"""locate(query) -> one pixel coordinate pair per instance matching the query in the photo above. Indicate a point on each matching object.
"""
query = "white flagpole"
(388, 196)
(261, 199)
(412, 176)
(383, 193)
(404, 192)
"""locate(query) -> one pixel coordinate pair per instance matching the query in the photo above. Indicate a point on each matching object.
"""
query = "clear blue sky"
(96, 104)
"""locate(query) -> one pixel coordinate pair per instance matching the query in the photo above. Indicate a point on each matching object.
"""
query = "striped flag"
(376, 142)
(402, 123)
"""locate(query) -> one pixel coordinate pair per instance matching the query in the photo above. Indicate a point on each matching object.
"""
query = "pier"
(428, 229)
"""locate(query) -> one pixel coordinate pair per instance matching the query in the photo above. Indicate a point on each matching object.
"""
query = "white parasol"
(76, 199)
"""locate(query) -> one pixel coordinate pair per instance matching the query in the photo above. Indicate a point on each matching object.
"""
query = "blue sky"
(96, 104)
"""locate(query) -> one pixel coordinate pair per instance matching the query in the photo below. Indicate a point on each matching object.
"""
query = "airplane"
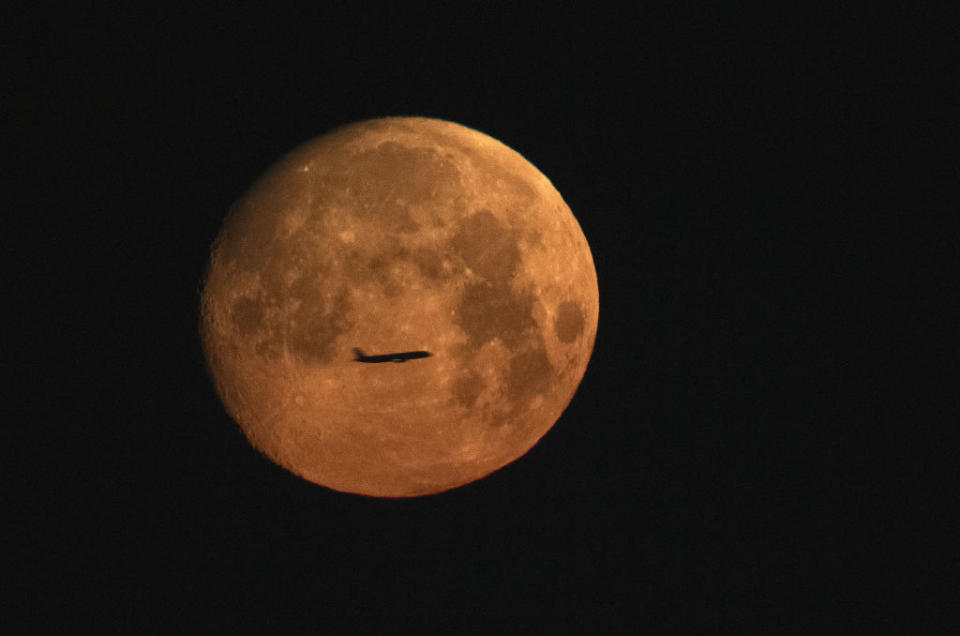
(389, 357)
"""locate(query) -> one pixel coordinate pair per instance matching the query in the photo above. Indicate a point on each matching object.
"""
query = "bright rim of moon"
(395, 235)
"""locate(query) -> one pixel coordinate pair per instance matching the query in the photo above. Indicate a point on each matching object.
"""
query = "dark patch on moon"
(569, 322)
(467, 388)
(317, 324)
(383, 183)
(486, 246)
(530, 374)
(487, 311)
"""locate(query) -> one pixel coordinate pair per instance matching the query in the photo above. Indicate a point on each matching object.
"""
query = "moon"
(393, 235)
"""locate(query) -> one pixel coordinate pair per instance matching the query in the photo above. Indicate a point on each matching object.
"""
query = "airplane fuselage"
(390, 357)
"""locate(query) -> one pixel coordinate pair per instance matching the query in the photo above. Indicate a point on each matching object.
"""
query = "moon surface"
(393, 235)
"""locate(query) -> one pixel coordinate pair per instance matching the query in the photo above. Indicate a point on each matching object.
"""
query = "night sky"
(761, 439)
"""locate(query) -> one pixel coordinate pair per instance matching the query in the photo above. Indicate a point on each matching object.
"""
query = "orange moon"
(394, 235)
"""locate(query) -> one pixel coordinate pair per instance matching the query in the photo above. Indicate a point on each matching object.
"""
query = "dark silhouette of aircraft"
(390, 357)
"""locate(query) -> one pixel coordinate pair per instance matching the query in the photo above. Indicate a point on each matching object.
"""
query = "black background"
(760, 442)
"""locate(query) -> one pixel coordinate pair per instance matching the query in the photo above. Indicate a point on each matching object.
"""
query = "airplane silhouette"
(389, 357)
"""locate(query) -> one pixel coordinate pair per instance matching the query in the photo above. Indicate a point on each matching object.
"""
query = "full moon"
(393, 236)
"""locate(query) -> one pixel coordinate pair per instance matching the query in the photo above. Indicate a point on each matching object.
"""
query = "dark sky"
(760, 443)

**WRITTEN INSTRUCTION:**
Your task is to repeat the data above exactly while excluding the pictures.

**TASK OUTPUT:**
"""locate(query) -> one pixel coordinate pair per instance matching the query in the photo above. Indicate a point on each matching object.
"""
query = "white flagpole"
(388, 196)
(261, 199)
(412, 176)
(383, 193)
(404, 192)
"""locate(query) -> one pixel coordinate pair per instance matching the query in the photo above. Indicate a point on each matching object.
"""
query = "clear blue sky"
(96, 104)
"""locate(query) -> one pixel coordinate pair per instance matching the query in the photo above. Indicate a point on each matching object.
"""
query = "striped flag"
(376, 142)
(402, 123)
"""locate(query) -> one pixel coordinate pair per instance matching the query in the photo above. Indicate a point on each matching object.
"""
query = "pier"
(428, 229)
"""locate(query) -> one pixel coordinate pair per instance matching the query in the photo above. Indicate a point on each matching object.
"""
query = "white parasol"
(76, 199)
"""locate(query) -> one pixel coordinate pair per instance matching the query in the photo above. Indicate a point on each matching object.
"""
query = "blue sky"
(96, 104)
"""locate(query) -> one pixel coordinate pair per instance matching the query in the photo below. Indicate a point on each matching object.
"""
query = "airplane"
(389, 357)
"""locate(query) -> one pixel coordinate pair per instance matching the query in the photo above. Indicate a point on each matching object.
"""
query = "bright rim of moon"
(395, 235)
"""locate(query) -> one pixel coordinate pair per instance matching the query in the photo above. Indicate a point on each matching object.
"""
query = "dark patch on moon"
(569, 322)
(467, 388)
(317, 324)
(383, 183)
(486, 246)
(530, 374)
(487, 311)
"""locate(query) -> one pixel coordinate pair per instance matching the query in the photo above. Indicate a point on each matching object.
"""
query = "moon"
(393, 235)
"""locate(query) -> one pixel coordinate pair per instance matching the query in the photo above. Indicate a point on each matching object.
"""
query = "airplane fuselage"
(390, 357)
"""locate(query) -> one pixel coordinate pair per instance matching the query in the photo above. Indicate a point on each matching object.
"""
query = "moon surface"
(393, 235)
"""locate(query) -> one pixel coordinate pair per instance matching the query in the photo above. Indicate a point on each matching object.
"""
query = "night sky"
(761, 439)
"""locate(query) -> one pixel coordinate pair per instance matching the query in the photo above. Indicate a point on each matching object.
"""
query = "orange moon"
(394, 235)
"""locate(query) -> one pixel coordinate pair per instance matching the query in the photo above. Indicate a point on each matching object.
"""
query = "dark silhouette of aircraft"
(390, 357)
"""locate(query) -> one pixel coordinate pair per instance matching the query in the photo above. Indicate a point on each matching object.
"""
query = "black background"
(760, 442)
"""locate(query) -> one pixel coordinate pair per instance matching the query in the photo above. Indicate a point on each matching object.
"""
query = "airplane silhouette"
(389, 357)
"""locate(query) -> one pixel coordinate pair per instance matching the query in the photo above. Indicate a point on each matching object.
"""
query = "full moon"
(393, 236)
"""locate(query) -> one pixel coordinate pair per instance matching the query in the photo above. Indicate a point on each matching object.
"""
query = "dark sky"
(760, 443)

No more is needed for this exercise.